• _What you should do_: Reproduce verbatim the lines of the records below, beginning with the line containing "Point to the cable-stayed" and continuing through the line containing "x=363, y=251", inclusive of both.

Point-based annotation records
━━━━━━━━━━━━━━━━

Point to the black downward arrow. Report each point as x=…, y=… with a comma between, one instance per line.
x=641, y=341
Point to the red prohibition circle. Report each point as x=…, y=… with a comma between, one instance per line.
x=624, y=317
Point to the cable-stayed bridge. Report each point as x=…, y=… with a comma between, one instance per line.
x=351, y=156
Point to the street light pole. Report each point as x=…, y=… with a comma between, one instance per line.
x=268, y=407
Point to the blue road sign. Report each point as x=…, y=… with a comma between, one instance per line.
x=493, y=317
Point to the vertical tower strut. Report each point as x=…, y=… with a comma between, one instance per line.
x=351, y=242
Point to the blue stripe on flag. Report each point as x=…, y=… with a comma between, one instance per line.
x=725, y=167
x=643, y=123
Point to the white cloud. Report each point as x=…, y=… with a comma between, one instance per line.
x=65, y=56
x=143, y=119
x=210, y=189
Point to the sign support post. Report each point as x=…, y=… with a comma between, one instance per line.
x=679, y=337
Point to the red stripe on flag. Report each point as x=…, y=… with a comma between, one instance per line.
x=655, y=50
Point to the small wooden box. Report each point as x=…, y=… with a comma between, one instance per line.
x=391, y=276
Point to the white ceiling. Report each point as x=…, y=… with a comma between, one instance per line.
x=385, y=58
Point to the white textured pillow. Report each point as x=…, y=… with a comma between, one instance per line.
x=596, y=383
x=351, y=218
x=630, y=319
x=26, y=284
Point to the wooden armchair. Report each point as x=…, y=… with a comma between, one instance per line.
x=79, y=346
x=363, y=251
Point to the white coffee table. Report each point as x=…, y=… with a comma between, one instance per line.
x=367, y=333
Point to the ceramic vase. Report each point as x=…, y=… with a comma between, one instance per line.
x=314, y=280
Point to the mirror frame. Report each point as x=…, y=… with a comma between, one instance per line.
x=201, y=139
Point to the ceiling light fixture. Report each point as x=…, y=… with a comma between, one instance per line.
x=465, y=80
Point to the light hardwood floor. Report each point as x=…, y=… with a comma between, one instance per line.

━━━━━━━━━━━━━━━━

• _Response to this task_:
Point to the cable-stayed bridge. Report each point as x=…, y=… with a comma between, one instance per line.
x=351, y=156
Point to the street light pole. Report each point as x=…, y=… with a comma between, one instance per line.
x=268, y=407
Point to the blue road sign. Report each point as x=…, y=… with a comma between, one instance per line.
x=493, y=317
Point to the vertical tower strut. Report each point as x=…, y=… with a comma between, one instance per line.
x=351, y=242
Point to the blue stripe on flag. Report each point as x=…, y=… with a comma between, one instance per line.
x=725, y=167
x=643, y=123
Point to the white cloud. Report each point as x=…, y=… with a comma between, one instance per line.
x=65, y=56
x=143, y=119
x=210, y=189
Point to the sign support post. Report each point as x=…, y=… with a comma between, one instance per line.
x=679, y=337
Point to the red stripe on flag. Report each point as x=…, y=… with a comma between, one instance per line.
x=655, y=50
Point to the small wooden box. Report each point as x=…, y=… with a comma between, one instance per line.
x=391, y=276
Point to the white ceiling. Report each point as x=…, y=… with a comma between, one instance per line.
x=385, y=58
Point to the white textured pillow. Report each point as x=…, y=… with a comma between, one instance per line.
x=596, y=383
x=351, y=218
x=630, y=319
x=26, y=284
Point to the wooden armchair. Report each point as x=…, y=… with a comma between, one instance per line.
x=79, y=346
x=363, y=251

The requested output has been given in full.